Reams upon reams of studies tend to focus on the continent's "resource course", and the folly of depending on a few commodities, with analysts fretting on the resource sector's inability to raise the standards of living of the wider population.
But the opposite is happening in Africa, and one report seems to suggest Sub-Saharan African should embrace its natural riches and use it as a weapon to fight poverty, unemployment and general economic lethargy.
"While in the past African development plans focused on diversifying from commodities, they now put them at center stage," said United Nations' Economic Commission for Africa (UNECA) in a new report.
There is one very good reason for Africa to pursue its commodity-dependent economic model.
The key markets of China, India and others in the developing world are at early stages of their industrialization and will need Africa's commodity resources to fuel their economies.
Indeed, Africa is at a very crucial juncture of its development. A decade of solid growth in a number of the economies in Sub-Saharan Africa has instilled new confidence in the region. But it could also make them complacent and return to old habits if it does not cement its advances.
And that's where Africa can leverage its commodity-driven growth to devise new strategies for other sector of its economy.
"These plans are tackling issues of investment, labor, the environment as well as trade," the commission said in a new report.
"Resource-rich countries are reforming their tax regimes to benefit from commodity export revenues, and must therefore tap the opportunities to pursue more diversified development paths, including commodity-based industrialization."

▶ **Task list**
1: In the text on Africa's commodity-driven development, which key markets does it say will need Africa's commodity resources to fuel their economies?
2: Carry on the text about Africa's commodity-driven development, starting after its final sentence.

▶ **Stored rows**
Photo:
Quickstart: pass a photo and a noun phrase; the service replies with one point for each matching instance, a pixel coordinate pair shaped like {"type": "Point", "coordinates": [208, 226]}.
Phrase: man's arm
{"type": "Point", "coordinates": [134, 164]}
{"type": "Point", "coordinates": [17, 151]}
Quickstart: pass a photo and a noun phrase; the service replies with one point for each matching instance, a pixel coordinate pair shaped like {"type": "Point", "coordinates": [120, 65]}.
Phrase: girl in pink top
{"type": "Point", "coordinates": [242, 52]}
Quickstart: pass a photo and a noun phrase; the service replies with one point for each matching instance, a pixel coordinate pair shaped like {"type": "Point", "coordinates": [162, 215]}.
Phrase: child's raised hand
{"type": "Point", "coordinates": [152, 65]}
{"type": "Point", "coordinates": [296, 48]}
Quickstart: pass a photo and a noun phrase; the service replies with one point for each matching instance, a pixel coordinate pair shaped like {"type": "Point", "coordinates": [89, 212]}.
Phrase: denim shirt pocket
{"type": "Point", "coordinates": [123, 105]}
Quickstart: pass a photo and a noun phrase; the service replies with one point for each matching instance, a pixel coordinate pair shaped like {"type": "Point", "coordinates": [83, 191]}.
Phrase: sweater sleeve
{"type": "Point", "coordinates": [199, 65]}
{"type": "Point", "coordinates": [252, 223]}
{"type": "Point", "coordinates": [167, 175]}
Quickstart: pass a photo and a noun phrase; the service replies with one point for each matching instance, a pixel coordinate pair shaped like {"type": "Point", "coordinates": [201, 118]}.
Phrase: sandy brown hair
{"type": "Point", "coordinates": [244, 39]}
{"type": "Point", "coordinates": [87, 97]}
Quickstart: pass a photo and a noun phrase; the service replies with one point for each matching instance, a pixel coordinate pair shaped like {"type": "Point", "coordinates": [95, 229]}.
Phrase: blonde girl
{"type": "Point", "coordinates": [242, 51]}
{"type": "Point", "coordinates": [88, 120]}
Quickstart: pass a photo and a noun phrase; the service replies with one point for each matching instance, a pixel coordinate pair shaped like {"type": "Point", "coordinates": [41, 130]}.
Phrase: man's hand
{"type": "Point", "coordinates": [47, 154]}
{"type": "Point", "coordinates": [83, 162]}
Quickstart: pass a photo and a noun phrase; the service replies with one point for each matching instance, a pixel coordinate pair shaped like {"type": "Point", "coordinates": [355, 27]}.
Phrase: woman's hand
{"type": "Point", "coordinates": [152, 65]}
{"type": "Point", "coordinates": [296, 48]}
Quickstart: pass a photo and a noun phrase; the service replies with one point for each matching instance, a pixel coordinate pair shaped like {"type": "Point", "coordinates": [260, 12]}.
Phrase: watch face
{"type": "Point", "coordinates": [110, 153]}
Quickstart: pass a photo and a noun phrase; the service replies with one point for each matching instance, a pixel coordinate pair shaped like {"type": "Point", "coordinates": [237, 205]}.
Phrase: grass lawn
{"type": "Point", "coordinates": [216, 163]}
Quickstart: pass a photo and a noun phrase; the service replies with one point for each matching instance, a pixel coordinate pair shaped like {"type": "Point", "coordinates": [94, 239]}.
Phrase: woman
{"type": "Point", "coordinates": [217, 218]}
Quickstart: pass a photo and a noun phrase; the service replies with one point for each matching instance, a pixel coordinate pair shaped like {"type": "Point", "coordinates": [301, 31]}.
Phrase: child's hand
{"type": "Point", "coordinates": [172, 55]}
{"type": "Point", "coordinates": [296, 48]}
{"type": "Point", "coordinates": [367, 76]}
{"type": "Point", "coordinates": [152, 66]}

▶ **The answers**
1: China, India and others in the developing world.

2:
To be fair, the commodity industry has not played its full role in the wider economy. Commodity production has not been strengthened enough to add value and fetch more dollars for the host economies.
In Tanzania, for example, the country has not managed to capitalize on its gold riches. A Mineral Act developed in 2012 (and building on a Mineral Policy drafted as early as 1997), still has no definite goals or incentives to further develop the industry.
"Legislation reserves primary prospecting and mining licensing to wholly-owned Tanzanian companies, which can, however, sell these rights to foreign firms," said the commission. "In this way, it has allowed some national companies to accrue rent from gold mining, but has not fostered value-added activities. In gold exploration, local content is limited to drilling services and logistics, while in gold mining, it is limited to fuel, equipment repair and maintenance, and basic services. Most services and goods are imported."
In Gabon, the timber industry shifted in the past decade from exporting value-added products such as plywood to the European Union, and began exporting raw timber to China. The authorities have banned exports to ensure sustainable farming of timber, which were being wrecked for short-term profits.
Lack of technologies and capital equipment in the African resource industry has also resulted in high costs and lower quality in the industry, making it uncompetitive in the global industry.
Other issues such as lack of power and electricity are hurting industry development. The International Energy Agency notes that if African oil exporters spend a mere 1% of their petroleum earnings, they would be able to resolve their power problem.
In addition, protective regimes elsewhere in the world make it hard for poorer African states to export their produce.
"Consider the case of cotton. A number of poor countries are dependent on cotton exports for their economic development," Pascal Lamy, director-general of World Trade Organization, told a UNCTAD Global Commodities Forum in Geneva on March 18.
"However, the cotton sector remains highly subsidized, especially in some developed countries as well as in some emerging ones. These subsidies depress prices and increase the difficulties faced by countries such as Benin, Burkina Faso, Mali and Chad. Progress has been made in this area, especially on strengthening the development support aspects, or on improving market access for cotton exporters but more remains to be done, in particular to address the trade distorting subsidies that remain."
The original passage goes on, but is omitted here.